Requests
- A) Quote the part of the podcast recommender notebook that begins at the words "import the necessary" and stops after the words "the data required.".
- B) Translate this sentence from the podcast recommender notebook into Spanish: "Connect to the database (from file this time) and retrieve the data required."

Passage
━━━━━━━━━━
In order to install the requied libraries install anaconda and also install LightFM using `pip install lightfm`

In [1]:
import sqlite3
import numpy as np
import pandas as pd
from lightfm import LightFM
from lightfm.datasets import fetch_movielens

# LightFM approach

import the necessary libraries

In [2]:
import sqlite3
import numpy as np
import pandas as pd
from lightfm import LightFM
from lightfm.data import Dataset

Connect to the database (from file this time) and retrieve the data required.
- Since the category is a list I chose to use this way to retrieve it from the sql so I dunno if it's the best way to do so
*Running this will take up some memory as it is loading a 500mb file to memory (possibly twice)* 

In [3]:
conn = sqlite3.connect("./database.sqlite")
data = pd.read_sql("""SELECT rating, author_id, created_at, podcasts.podcast_id, podcasts.title 
                        FROM podcasts 
                        INNER JOIN reviews ON reviews.podcast_id = podcasts.podcast_id""", 
                   conn)
category_data = pd.read_sql('''
                            SELECT podcast_id, category FROM categories
                            ''', conn)
category_data = category_data.groupby('podcast_id')['category'].apply(', '.join).reset_index()
data = pd.merge(data, category_data, on='podcast_id', how='left')

Close the connections and inspect the data lightly (will add more exploratory data analysis in the future as it has some actual good insights that helped make decisions)
                                                    

In [4]:
conn.close()
print(data['category'])
data.head()

0         arts, arts-performing-arts, music
1         arts, arts-performing-arts, music
2              arts, arts-design, education
3              arts, arts-design, education
4              arts, arts-design, education
                        ...                
984400                      society-culture
984401                      society-culture
984402                      society-culture
984403                      society-culture
984404                      society-culture
Name: category, Length: 984405, dtype: object


Unnamed: 0,rating,author_id,created_at,podcast_id,title,category
0,5,F7E5A318989779D,2018-04-24T12:05:16-07:00,c61aa81c9b929a66f0c1db6cbe5d8548,Backstage at Tilles Center,"arts, arts-performing-arts, music"
1,5,F6BF5472689BD12,2018-05-09T18:14:32-07:00,c61aa81c9b929a66f0c1db6cbe5d8548,Backstage at Tilles Center,"arts, arts-performing-arts, music"
2,1,1AB95B8E6E1309E,2019-06-11T14:53:39-07:00,ad4f2bf69c72b8db75978423c25f379e,TED Talks Daily,"arts, arts-design, education"
3,5,11BB760AA5DEBD1,2018-05-31T13:08:09-07:00,ad4f2bf69c72b8db75978423c25f379e,TED Talks Daily,"arts, arts-design, education"
4,5,D86032C8E57D15A,2019-06-19T13:56:05-07:00,ad4f2bf69c72b8db75978423c25f379e,TED Talks Daily,"arts, arts-design, education"
━━━━━━━━━━
Data
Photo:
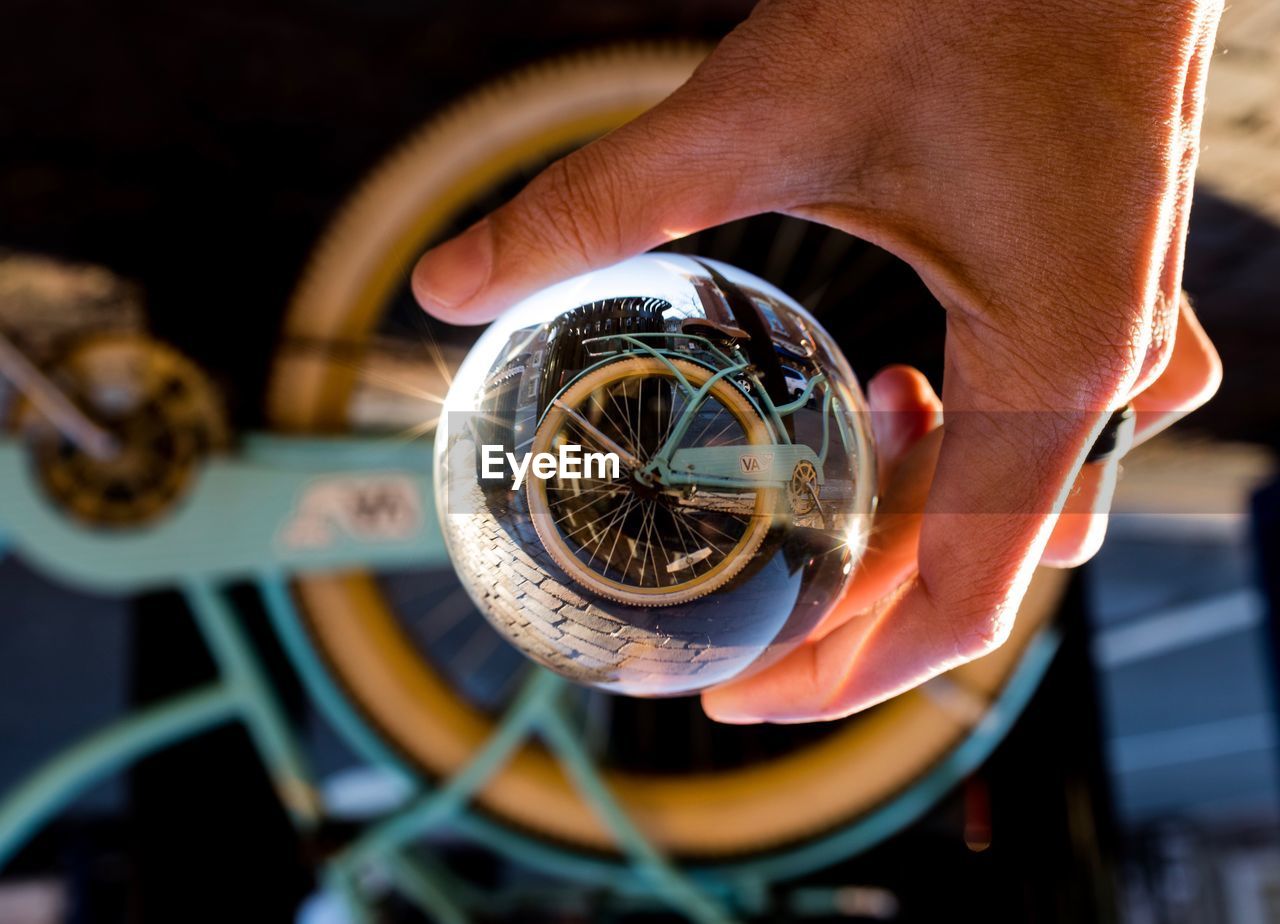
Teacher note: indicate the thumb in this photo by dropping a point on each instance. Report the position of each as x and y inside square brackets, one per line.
━━━━━━━━━━
Results for each task
- A)
import the necessary libraries

In [2]:
import sqlite3
import numpy as np
import pandas as pd
from lightfm import LightFM
from lightfm.data import Dataset

Connect to the database (from file this time) and retrieve the data required.

- B) Conéctese a la base de datos (esta vez desde un archivo) y recupere los datos necesarios.